Joe Templeton spends a lot of time explaining things these days.
The affable and well-respected professor and former chairman of the Faculty Council now has the job of selling faculty and staff on recommendations from Bain & Co.’s study of UNC’s operational efficiency.
As UNC reacts to Bain’s study findings, faculty members are worried how the dollars-and-sense recommendations will affect them.
Bain’s study, funded by an anonymous donor for an undisclosed amount, was completed in July.
Evaluating and executing those suggestions is an administrative priority as the University examines how it can get leaner, with Chancellor Holden Thorp pursuing the goal of being the best-managed university in the country.
In his new role as special assistant to the chancellor, Templeton is part of a small group of high-level administrators overseeing its implementation, which was renamed Carolina Counts last week.
“I’m supposed to bring something different,” Templeton said. “I bring the culture of faculty excellence, and I’m supposed to cling to that. And I plan to.”
Faculty members, though, aren’t thrilled with some parts of the plan.
The corporate lingo in which some suggestions are delivered is a barrier to faculty members.
At a meeting Monday, faculty balked at the term “process velocity,” saying it raised red flags that were indicative of changes they might not like.
The term describes the turnaround speed at which some operations are accomplished, but it marks an uneasiness between the academic culture of the faculty and the businesslike practice of administrators, legislators and trustees.
Faculty also worry that the broader mission of the University to create the best possible environment to learn, research and serve could be lost in a rush to cut administrative costs.
“They’re always going to intersect, and there are places in which you’re going to make value judgments,” said religious studies professor Laurie Maffly-Kipp. “I just want to know where that fits in.”

----

◆ **Actions to take**:
**a)** Rewrite the part of the article on the Bain study that begins with "At a meeting" and ends with "cut administrative costs.", replacing "process velocity" with "workflow speed".
**b)** Continue the article on the Bain study from its final sentence.

----

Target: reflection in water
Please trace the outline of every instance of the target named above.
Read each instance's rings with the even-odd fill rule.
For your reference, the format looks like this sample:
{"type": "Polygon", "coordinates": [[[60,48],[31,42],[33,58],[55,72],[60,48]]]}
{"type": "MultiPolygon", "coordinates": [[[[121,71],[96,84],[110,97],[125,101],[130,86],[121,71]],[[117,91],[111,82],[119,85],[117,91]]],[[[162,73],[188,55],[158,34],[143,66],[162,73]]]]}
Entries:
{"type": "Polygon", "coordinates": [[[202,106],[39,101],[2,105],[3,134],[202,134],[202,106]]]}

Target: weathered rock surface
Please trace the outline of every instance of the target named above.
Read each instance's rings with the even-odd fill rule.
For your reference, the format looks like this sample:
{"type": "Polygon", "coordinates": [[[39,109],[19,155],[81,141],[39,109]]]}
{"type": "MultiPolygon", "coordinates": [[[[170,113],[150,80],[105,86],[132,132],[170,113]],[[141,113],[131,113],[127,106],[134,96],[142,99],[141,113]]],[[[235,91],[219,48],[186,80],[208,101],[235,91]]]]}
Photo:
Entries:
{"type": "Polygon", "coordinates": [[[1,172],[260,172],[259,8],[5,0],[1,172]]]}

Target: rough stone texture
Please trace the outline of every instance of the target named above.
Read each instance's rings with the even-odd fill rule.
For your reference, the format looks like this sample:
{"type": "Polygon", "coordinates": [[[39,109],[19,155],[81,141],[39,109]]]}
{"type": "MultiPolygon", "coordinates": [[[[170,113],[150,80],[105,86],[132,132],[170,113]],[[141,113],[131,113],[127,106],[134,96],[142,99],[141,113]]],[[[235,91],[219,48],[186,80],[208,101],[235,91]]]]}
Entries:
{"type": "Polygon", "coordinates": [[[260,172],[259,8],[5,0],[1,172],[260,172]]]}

----

◆ **Outputs by task**:
**a)**
At a meeting Monday, faculty balked at the term “workflow speed,” saying it raised red flags that were indicative of changes they might not like.
The term describes the turnaround speed at which some operations are accomplished, but it marks an uneasiness between the academic culture of the faculty and the businesslike practice of administrators, legislators and trustees.
Faculty also worry that the broader mission of the University to create the best possible environment to learn, research and serve could be lost in a rush to cut administrative costs.

**b)**
Mike Patil recently moved from a business management position in the Eshelman School of Pharmacy to be the full-time project director for Carolina Counts.
Templeton and Patil said they spend a lot of time beating back rumors.
For instance, there is no such thing as a “Bain committee” yet, they say, that is responsible for putting ideas into action. Carolina Counts isn’t directly related to Connect Carolina, UNC’s long-running software and systems revamp.
And consultants didn’t deal at all with changes to academic curricula, so most students and faculty should be little-affected.
Most importantly, Templeton said, budget cuts are happening for reasons outside of Carolina Counts.
In their final report, Bain consultants identified 10 areas in which the University could examine ways to streamline activities in depth.
They recommended that UNC cut layers from its hierarchy; look for ways to consolidate efforts in human resources, information technology and finance; and better utilize its purchasing power, facilities, energy and institutes.
Once they have built up some consensus and participation, Templeton said he plans to identify leaders known as “champions” on those issues who will be responsible for implementing recommendations.